» **Your instructions**:
Each entry must be duplicated precisely, with nothing left out.

» **Material for this task**:

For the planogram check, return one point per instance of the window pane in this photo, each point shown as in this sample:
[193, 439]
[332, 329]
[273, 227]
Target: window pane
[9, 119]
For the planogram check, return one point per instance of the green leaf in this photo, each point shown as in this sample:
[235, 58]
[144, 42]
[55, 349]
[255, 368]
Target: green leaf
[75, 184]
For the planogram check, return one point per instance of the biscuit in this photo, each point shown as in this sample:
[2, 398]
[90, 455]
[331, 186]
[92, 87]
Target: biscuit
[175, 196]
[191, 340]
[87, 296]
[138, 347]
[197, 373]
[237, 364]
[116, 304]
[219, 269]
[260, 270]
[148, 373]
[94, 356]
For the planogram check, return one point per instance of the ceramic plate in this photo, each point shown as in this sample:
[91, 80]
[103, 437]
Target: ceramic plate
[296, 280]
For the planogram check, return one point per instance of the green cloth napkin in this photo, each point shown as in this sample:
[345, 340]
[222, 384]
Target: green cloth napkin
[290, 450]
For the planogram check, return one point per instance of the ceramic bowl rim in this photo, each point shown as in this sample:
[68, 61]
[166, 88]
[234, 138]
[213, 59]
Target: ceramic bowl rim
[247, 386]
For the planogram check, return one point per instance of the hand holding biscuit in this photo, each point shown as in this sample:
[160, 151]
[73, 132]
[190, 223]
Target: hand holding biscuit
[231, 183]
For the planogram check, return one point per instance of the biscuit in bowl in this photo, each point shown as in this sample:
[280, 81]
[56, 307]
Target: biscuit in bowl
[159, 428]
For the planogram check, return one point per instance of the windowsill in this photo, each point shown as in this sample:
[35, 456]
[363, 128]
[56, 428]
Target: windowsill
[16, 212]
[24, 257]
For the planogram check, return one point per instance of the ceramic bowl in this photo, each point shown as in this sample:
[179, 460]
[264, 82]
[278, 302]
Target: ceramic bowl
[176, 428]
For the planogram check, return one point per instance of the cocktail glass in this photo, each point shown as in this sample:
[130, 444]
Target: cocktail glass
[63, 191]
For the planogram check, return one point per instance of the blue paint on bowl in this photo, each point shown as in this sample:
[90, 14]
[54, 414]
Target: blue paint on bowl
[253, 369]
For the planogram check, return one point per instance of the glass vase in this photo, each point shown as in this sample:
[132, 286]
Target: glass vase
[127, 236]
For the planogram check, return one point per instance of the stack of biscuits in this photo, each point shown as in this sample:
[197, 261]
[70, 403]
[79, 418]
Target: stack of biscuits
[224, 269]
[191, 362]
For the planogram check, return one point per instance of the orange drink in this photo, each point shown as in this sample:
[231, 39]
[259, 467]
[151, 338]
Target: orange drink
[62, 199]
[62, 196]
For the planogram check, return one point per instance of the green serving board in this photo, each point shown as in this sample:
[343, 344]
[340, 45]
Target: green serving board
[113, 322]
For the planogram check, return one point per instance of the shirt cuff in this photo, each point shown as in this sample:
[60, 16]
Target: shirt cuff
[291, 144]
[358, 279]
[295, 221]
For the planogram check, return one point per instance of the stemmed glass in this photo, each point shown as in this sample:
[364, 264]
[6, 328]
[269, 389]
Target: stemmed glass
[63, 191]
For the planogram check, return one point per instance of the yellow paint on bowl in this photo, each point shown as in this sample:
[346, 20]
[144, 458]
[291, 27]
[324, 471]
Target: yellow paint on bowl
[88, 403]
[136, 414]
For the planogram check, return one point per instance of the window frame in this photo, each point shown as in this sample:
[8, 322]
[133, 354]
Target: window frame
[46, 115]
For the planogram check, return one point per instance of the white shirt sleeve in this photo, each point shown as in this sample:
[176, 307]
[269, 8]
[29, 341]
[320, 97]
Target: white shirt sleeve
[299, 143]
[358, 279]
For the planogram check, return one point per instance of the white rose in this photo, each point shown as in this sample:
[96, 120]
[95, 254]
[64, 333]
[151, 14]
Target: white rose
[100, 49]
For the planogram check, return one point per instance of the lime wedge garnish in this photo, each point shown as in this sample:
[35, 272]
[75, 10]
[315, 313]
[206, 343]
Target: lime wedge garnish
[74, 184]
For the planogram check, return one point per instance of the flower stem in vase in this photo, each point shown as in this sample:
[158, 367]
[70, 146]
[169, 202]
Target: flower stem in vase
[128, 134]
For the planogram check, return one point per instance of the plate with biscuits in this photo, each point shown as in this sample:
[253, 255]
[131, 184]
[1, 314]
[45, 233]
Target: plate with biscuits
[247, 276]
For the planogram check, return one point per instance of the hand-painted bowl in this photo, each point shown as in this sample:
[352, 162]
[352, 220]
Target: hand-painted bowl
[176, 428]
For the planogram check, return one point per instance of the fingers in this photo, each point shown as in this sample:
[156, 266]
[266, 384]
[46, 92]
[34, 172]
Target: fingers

» **Response box**:
For the planogram check, return one point per instance of the window pane in this photo, each point shown as in this sample:
[193, 439]
[332, 329]
[273, 227]
Target: window pane
[9, 119]
For the planogram check, return one point per instance of the green leaf in this photo, each point shown as in this sample:
[235, 58]
[144, 42]
[55, 349]
[255, 368]
Target: green leaf
[75, 184]
For the planogram check, return one point per instance of the biscuit in this photo, each point shown as in this sample:
[2, 398]
[90, 455]
[331, 186]
[92, 87]
Target: biscuit
[175, 196]
[191, 340]
[87, 296]
[138, 347]
[197, 373]
[237, 364]
[116, 304]
[219, 269]
[260, 270]
[148, 373]
[94, 356]
For the planogram check, return one point per instance of the ceramic plate in this photo, each point shown as in this sample:
[91, 80]
[103, 437]
Target: ceramic plate
[296, 280]
For the planogram check, return one point per instance of the green cloth napkin in this photo, each point shown as in this sample:
[345, 340]
[222, 384]
Target: green cloth napkin
[290, 450]
For the planogram check, return one point per instance of the ceramic bowl rim in this photo, each point shown as in this sample:
[68, 61]
[166, 88]
[234, 138]
[213, 59]
Target: ceramic bowl rim
[247, 386]
For the planogram check, return one point per instance of the hand holding biscuit in this photo, each point shown as in this sample:
[160, 151]
[73, 132]
[190, 223]
Target: hand holding biscuit
[231, 183]
For the planogram check, return one point per instance of the biscuit in bowl in this photo, each point shown as in this sample:
[280, 81]
[56, 307]
Target: biscuit in bowl
[159, 428]
For the planogram check, return one point per instance of the windowsill in this photo, each point shown as in this sample:
[35, 456]
[363, 128]
[56, 428]
Target: windowsill
[16, 212]
[24, 257]
For the planogram check, return one point per instance of the ceramic bowl in this photo, each point shown as in this sample:
[179, 460]
[264, 82]
[278, 302]
Target: ceramic bowl
[176, 428]
For the planogram check, return one point per instance of the cocktail glass in this photo, each point shown as in this sample:
[130, 444]
Target: cocktail glass
[63, 191]
For the planogram check, return one point per instance of the blue paint on bowl in this photo, each point shown as in this sample:
[90, 14]
[54, 414]
Target: blue paint on bowl
[253, 369]
For the planogram check, return one point per instance of the glass vase in this photo, each point shown as in this sample:
[132, 286]
Target: glass vase
[127, 236]
For the planogram check, return one point per instance of the stack of biscuits in this photo, each point shown as in this sample:
[197, 261]
[70, 403]
[79, 418]
Target: stack of biscuits
[224, 269]
[191, 362]
For the planogram check, return one point per instance of the orange drink in this photo, each point shown as in this sample:
[231, 39]
[259, 467]
[151, 338]
Target: orange drink
[62, 199]
[62, 196]
For the planogram check, return one point per instance of the green serving board in this photo, each point shown as in this sample:
[343, 344]
[340, 45]
Target: green serving board
[113, 322]
For the planogram check, return one point per instance of the shirt cuff in this photo, each point shown as in this sample:
[60, 16]
Target: shirt cuff
[291, 144]
[358, 279]
[295, 221]
For the planogram check, return one point per instance of the stemmed glass in this photo, each point shown as in this sample:
[364, 264]
[6, 328]
[269, 389]
Target: stemmed glass
[63, 191]
For the planogram check, return one point per instance of the yellow paint on bowl in this photo, each point shown as in this sample:
[346, 20]
[144, 458]
[291, 27]
[324, 471]
Target: yellow paint on bowl
[88, 403]
[136, 414]
For the planogram check, return one point per instance of the window frame in this photo, each point shown as in this sample:
[8, 322]
[133, 354]
Target: window frame
[46, 115]
For the planogram check, return one point per instance of the white shirt sleeve in this photo, each point shown as in this sample:
[176, 307]
[269, 8]
[29, 341]
[320, 97]
Target: white shirt sleeve
[299, 143]
[358, 279]
For the planogram check, return one point per instance of the white rose in this photo, each point shown as in this sample:
[96, 120]
[95, 254]
[64, 333]
[151, 14]
Target: white rose
[100, 49]
For the planogram check, return one point per instance of the lime wedge garnish in this photo, each point shown as in this sample:
[35, 272]
[75, 10]
[315, 313]
[206, 343]
Target: lime wedge garnish
[74, 184]
For the planogram check, return one point per instance of the flower stem in vase in this photo, each point shown as in this sample:
[158, 367]
[70, 146]
[169, 202]
Target: flower stem in vase
[128, 134]
For the planogram check, return one point per instance of the plate with biscuits in this photo, each point shown as in this sample:
[253, 255]
[131, 184]
[1, 314]
[45, 233]
Target: plate with biscuits
[247, 276]
For the planogram check, return one point per instance of the hand-painted bowl in this photo, each point shown as in this sample:
[352, 162]
[352, 220]
Target: hand-painted bowl
[176, 428]
For the planogram check, return one point per instance of the fingers in this photo, each point shown as in this sample:
[156, 266]
[266, 384]
[46, 92]
[34, 172]
Target: fingers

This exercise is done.